• _ASSIGNMENT_
The output should be identical to the entries that follow.

(THE INPUT)

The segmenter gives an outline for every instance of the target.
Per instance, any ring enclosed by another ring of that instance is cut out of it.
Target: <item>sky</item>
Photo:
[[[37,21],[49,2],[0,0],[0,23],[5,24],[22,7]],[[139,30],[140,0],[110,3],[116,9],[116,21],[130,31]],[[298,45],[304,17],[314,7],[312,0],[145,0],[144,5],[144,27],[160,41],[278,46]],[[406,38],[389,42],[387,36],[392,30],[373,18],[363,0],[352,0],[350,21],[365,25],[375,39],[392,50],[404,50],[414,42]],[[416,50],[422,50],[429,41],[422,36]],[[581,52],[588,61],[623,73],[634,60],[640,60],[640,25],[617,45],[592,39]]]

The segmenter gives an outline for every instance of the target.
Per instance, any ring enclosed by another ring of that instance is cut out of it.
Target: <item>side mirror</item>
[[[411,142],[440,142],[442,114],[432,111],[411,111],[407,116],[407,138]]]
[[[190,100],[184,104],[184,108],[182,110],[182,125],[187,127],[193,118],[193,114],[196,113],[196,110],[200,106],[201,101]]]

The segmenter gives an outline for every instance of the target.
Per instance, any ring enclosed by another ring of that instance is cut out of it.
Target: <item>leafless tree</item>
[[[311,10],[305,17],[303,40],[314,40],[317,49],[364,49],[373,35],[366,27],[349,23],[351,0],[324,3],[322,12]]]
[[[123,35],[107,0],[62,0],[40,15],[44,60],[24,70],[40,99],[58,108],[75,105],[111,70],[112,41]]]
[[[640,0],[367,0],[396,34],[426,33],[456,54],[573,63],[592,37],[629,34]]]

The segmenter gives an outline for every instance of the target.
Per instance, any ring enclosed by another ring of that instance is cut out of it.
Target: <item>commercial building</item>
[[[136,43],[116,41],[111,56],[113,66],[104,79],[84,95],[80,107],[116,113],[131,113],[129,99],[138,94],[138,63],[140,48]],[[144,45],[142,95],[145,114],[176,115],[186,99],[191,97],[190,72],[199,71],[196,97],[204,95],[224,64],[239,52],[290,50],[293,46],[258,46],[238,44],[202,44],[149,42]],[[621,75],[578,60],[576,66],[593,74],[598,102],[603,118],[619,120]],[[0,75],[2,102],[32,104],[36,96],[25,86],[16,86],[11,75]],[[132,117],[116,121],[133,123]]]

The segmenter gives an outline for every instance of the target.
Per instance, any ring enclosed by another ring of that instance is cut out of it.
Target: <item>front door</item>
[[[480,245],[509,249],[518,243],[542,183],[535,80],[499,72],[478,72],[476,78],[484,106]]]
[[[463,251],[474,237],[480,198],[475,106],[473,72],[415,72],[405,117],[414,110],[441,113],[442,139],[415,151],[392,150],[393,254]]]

(End THE INPUT)

• _RESPONSE FOR THIS EXERCISE_
The segmenter gives an outline for every instance of the target.
Per instance, any ring enclosed by another ring of that instance is cut out of it.
Target: <item>sky</item>
Photo:
[[[37,21],[49,2],[0,0],[0,23],[5,24],[22,7]],[[139,30],[140,0],[110,3],[116,9],[116,21],[130,31]],[[298,45],[304,17],[314,7],[312,0],[145,0],[144,5],[144,27],[160,41],[278,46]],[[406,38],[389,42],[387,36],[392,30],[373,18],[363,0],[352,0],[350,21],[365,25],[375,39],[392,50],[404,50],[414,42]],[[416,50],[422,50],[429,41],[422,36]],[[581,52],[588,61],[623,73],[634,60],[640,60],[640,25],[617,45],[592,39]]]

The segmenter gives an outline for every instance of the target.
Per instance, any ring enclosed by another ring of that instance is cut out of it.
Target: <item>side mirror</item>
[[[411,142],[440,142],[442,114],[432,111],[411,111],[407,116],[407,138]]]
[[[190,100],[184,104],[184,108],[182,110],[182,125],[187,127],[193,118],[193,114],[196,113],[196,110],[200,106],[201,101]]]

The segmenter gives an outline for every instance of the target.
Per instance, any ring enclosed by another ring of that instance is cut out of it.
Target: <item>leafless tree</item>
[[[311,10],[305,17],[303,40],[314,40],[317,49],[364,49],[373,35],[366,27],[349,23],[351,0],[324,3],[322,12]]]
[[[123,35],[107,0],[62,0],[40,15],[44,60],[24,70],[40,99],[58,108],[75,105],[111,70],[112,41]]]
[[[640,0],[367,0],[396,34],[426,33],[456,54],[573,63],[592,37],[629,34]]]

The segmenter gives an outline for every instance of the target.
Per instance, any ring enclosed by another ring of that instance is cut out of it.
Target: <item>commercial building</item>
[[[136,43],[116,41],[111,56],[113,66],[104,79],[84,95],[80,107],[116,113],[131,113],[129,99],[138,94],[138,63],[140,48]],[[144,45],[142,95],[145,114],[176,115],[186,99],[191,97],[190,72],[199,71],[196,97],[204,95],[224,64],[239,52],[290,50],[293,46],[258,46],[238,44],[202,44],[149,42]],[[621,75],[578,60],[576,66],[593,74],[598,102],[603,118],[619,120]],[[0,75],[2,102],[32,104],[36,96],[25,86],[16,86],[11,75]],[[132,117],[116,121],[133,123]]]

The segmenter gives an outline for every instance of the target.
Per instance, any ring enclosed by another ring of that instance is cut out of it.
Target: <item>front door</item>
[[[480,245],[509,249],[518,243],[542,183],[535,80],[499,72],[478,72],[476,78],[484,106]]]
[[[463,251],[474,237],[480,198],[475,106],[473,72],[415,72],[405,117],[414,110],[441,113],[442,139],[415,151],[392,150],[393,254]]]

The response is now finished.